───── DATA TO PROCESS ─────

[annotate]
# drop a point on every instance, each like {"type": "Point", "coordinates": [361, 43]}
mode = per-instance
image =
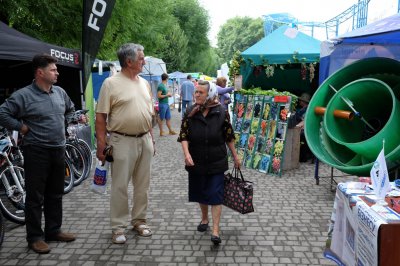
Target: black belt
{"type": "Point", "coordinates": [129, 135]}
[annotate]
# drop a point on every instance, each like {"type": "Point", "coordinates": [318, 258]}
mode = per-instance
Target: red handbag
{"type": "Point", "coordinates": [238, 193]}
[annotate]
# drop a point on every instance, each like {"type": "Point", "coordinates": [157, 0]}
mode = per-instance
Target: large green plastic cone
{"type": "Point", "coordinates": [382, 113]}
{"type": "Point", "coordinates": [323, 147]}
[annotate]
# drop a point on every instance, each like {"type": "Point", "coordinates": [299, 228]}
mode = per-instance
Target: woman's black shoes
{"type": "Point", "coordinates": [202, 227]}
{"type": "Point", "coordinates": [216, 240]}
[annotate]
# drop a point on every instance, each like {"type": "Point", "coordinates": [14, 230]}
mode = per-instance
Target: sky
{"type": "Point", "coordinates": [304, 10]}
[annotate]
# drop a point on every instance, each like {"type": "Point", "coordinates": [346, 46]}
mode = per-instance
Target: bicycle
{"type": "Point", "coordinates": [12, 180]}
{"type": "Point", "coordinates": [2, 230]}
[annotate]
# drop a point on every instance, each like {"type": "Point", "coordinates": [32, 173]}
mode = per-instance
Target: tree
{"type": "Point", "coordinates": [194, 21]}
{"type": "Point", "coordinates": [175, 30]}
{"type": "Point", "coordinates": [238, 34]}
{"type": "Point", "coordinates": [175, 52]}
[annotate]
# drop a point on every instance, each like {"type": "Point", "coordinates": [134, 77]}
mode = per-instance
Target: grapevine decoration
{"type": "Point", "coordinates": [312, 70]}
{"type": "Point", "coordinates": [303, 71]}
{"type": "Point", "coordinates": [268, 146]}
{"type": "Point", "coordinates": [284, 114]}
{"type": "Point", "coordinates": [276, 164]}
{"type": "Point", "coordinates": [269, 71]}
{"type": "Point", "coordinates": [278, 148]}
{"type": "Point", "coordinates": [234, 66]}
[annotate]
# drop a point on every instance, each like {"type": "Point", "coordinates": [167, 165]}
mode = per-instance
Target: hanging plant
{"type": "Point", "coordinates": [303, 71]}
{"type": "Point", "coordinates": [269, 71]}
{"type": "Point", "coordinates": [234, 66]}
{"type": "Point", "coordinates": [312, 70]}
{"type": "Point", "coordinates": [257, 70]}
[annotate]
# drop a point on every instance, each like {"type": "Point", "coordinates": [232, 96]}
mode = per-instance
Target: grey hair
{"type": "Point", "coordinates": [128, 51]}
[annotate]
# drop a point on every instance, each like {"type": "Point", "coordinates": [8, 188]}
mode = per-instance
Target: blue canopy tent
{"type": "Point", "coordinates": [283, 50]}
{"type": "Point", "coordinates": [378, 39]}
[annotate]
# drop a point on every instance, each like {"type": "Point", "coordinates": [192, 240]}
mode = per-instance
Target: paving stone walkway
{"type": "Point", "coordinates": [288, 226]}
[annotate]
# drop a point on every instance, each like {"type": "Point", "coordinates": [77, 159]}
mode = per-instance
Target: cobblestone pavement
{"type": "Point", "coordinates": [288, 227]}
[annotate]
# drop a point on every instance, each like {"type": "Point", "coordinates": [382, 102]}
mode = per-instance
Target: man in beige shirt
{"type": "Point", "coordinates": [125, 110]}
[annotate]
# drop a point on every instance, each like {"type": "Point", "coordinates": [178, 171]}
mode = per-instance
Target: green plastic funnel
{"type": "Point", "coordinates": [378, 117]}
{"type": "Point", "coordinates": [334, 146]}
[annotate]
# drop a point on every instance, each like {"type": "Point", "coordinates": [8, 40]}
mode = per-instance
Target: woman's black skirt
{"type": "Point", "coordinates": [207, 189]}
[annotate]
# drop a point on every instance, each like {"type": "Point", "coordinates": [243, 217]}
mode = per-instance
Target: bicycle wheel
{"type": "Point", "coordinates": [78, 162]}
{"type": "Point", "coordinates": [69, 177]}
{"type": "Point", "coordinates": [1, 229]}
{"type": "Point", "coordinates": [87, 151]}
{"type": "Point", "coordinates": [12, 200]}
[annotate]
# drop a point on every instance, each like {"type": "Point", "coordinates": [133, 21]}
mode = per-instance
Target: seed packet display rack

─────

**SET PROBLEM:**
All of the data above should be quoted exactly, except for the pictures.

**FINAL RESULT:**
[annotate]
# drop a point on every instance, each like {"type": "Point", "coordinates": [361, 43]}
mode = per-instance
image =
Target: black belt
{"type": "Point", "coordinates": [129, 135]}
[annotate]
# drop a point on every instance, each like {"type": "Point", "coordinates": [318, 258]}
mode = per-instance
Target: red handbag
{"type": "Point", "coordinates": [238, 193]}
[annotate]
# drop a point on every instance, each like {"type": "Point", "coordinates": [157, 0]}
mode = per-instance
Target: large green plastic cone
{"type": "Point", "coordinates": [382, 113]}
{"type": "Point", "coordinates": [323, 147]}
[annotate]
# drop a point on every instance, each like {"type": "Point", "coordinates": [299, 228]}
mode = per-instance
Target: woman's black shoes
{"type": "Point", "coordinates": [202, 227]}
{"type": "Point", "coordinates": [216, 240]}
[annotate]
# drop a point on every instance, each like {"type": "Point", "coordinates": [14, 230]}
mode = per-instance
Target: sky
{"type": "Point", "coordinates": [304, 10]}
[annotate]
# drop a point on every instance, each like {"type": "Point", "coordinates": [346, 46]}
mode = per-instance
Target: bicycle
{"type": "Point", "coordinates": [12, 180]}
{"type": "Point", "coordinates": [2, 230]}
[annotate]
# drop a point on every instance, each like {"type": "Point", "coordinates": [32, 173]}
mode = per-instance
Target: tree
{"type": "Point", "coordinates": [194, 21]}
{"type": "Point", "coordinates": [175, 30]}
{"type": "Point", "coordinates": [238, 34]}
{"type": "Point", "coordinates": [175, 52]}
[annotate]
# drop a point on every instance, each like {"type": "Point", "coordinates": [134, 77]}
mode = per-instance
Target: grapevine decoration
{"type": "Point", "coordinates": [312, 70]}
{"type": "Point", "coordinates": [303, 71]}
{"type": "Point", "coordinates": [268, 146]}
{"type": "Point", "coordinates": [284, 114]}
{"type": "Point", "coordinates": [276, 164]}
{"type": "Point", "coordinates": [269, 71]}
{"type": "Point", "coordinates": [278, 148]}
{"type": "Point", "coordinates": [234, 66]}
[annotate]
# drop a point on every instance, each like {"type": "Point", "coordinates": [167, 165]}
mode = per-instance
Target: hanging plant
{"type": "Point", "coordinates": [303, 71]}
{"type": "Point", "coordinates": [269, 71]}
{"type": "Point", "coordinates": [234, 66]}
{"type": "Point", "coordinates": [312, 70]}
{"type": "Point", "coordinates": [257, 70]}
[annotate]
# drop a point on every instance, each like {"type": "Point", "coordinates": [232, 96]}
mode = per-instance
Target: grey hair
{"type": "Point", "coordinates": [128, 51]}
[annotate]
# drop a point on every instance, each like {"type": "Point", "coordinates": [8, 188]}
mode = per-instance
Target: blue canopy tent
{"type": "Point", "coordinates": [283, 50]}
{"type": "Point", "coordinates": [378, 39]}
[annotate]
# drop a point on every instance, each like {"type": "Point", "coordinates": [192, 240]}
mode = per-instance
Target: paving stone walkway
{"type": "Point", "coordinates": [288, 226]}
[annotate]
# drop a point on every instance, each like {"type": "Point", "coordinates": [77, 159]}
mode = per-instance
Target: cobblestone pavement
{"type": "Point", "coordinates": [288, 227]}
[annotate]
# drop a point on every instance, each like {"type": "Point", "coordinates": [382, 102]}
mode = per-instance
Target: man in beige shirt
{"type": "Point", "coordinates": [125, 110]}
[annotate]
# drop a point on every instance, each like {"type": "Point", "coordinates": [178, 171]}
mode = per-instance
Target: green plastic funnel
{"type": "Point", "coordinates": [378, 117]}
{"type": "Point", "coordinates": [334, 146]}
[annotate]
# drop a point on every instance, each like {"type": "Point", "coordinates": [8, 40]}
mode = per-instance
Target: woman's black skirt
{"type": "Point", "coordinates": [207, 189]}
[annotate]
# drop a point on every instance, each like {"type": "Point", "coordinates": [243, 217]}
mode = per-instance
Target: bicycle wheel
{"type": "Point", "coordinates": [78, 162]}
{"type": "Point", "coordinates": [69, 177]}
{"type": "Point", "coordinates": [1, 229]}
{"type": "Point", "coordinates": [87, 151]}
{"type": "Point", "coordinates": [12, 200]}
[annotate]
# drop a point on every instance, each like {"type": "Point", "coordinates": [133, 21]}
mode = per-instance
Target: seed packet display rack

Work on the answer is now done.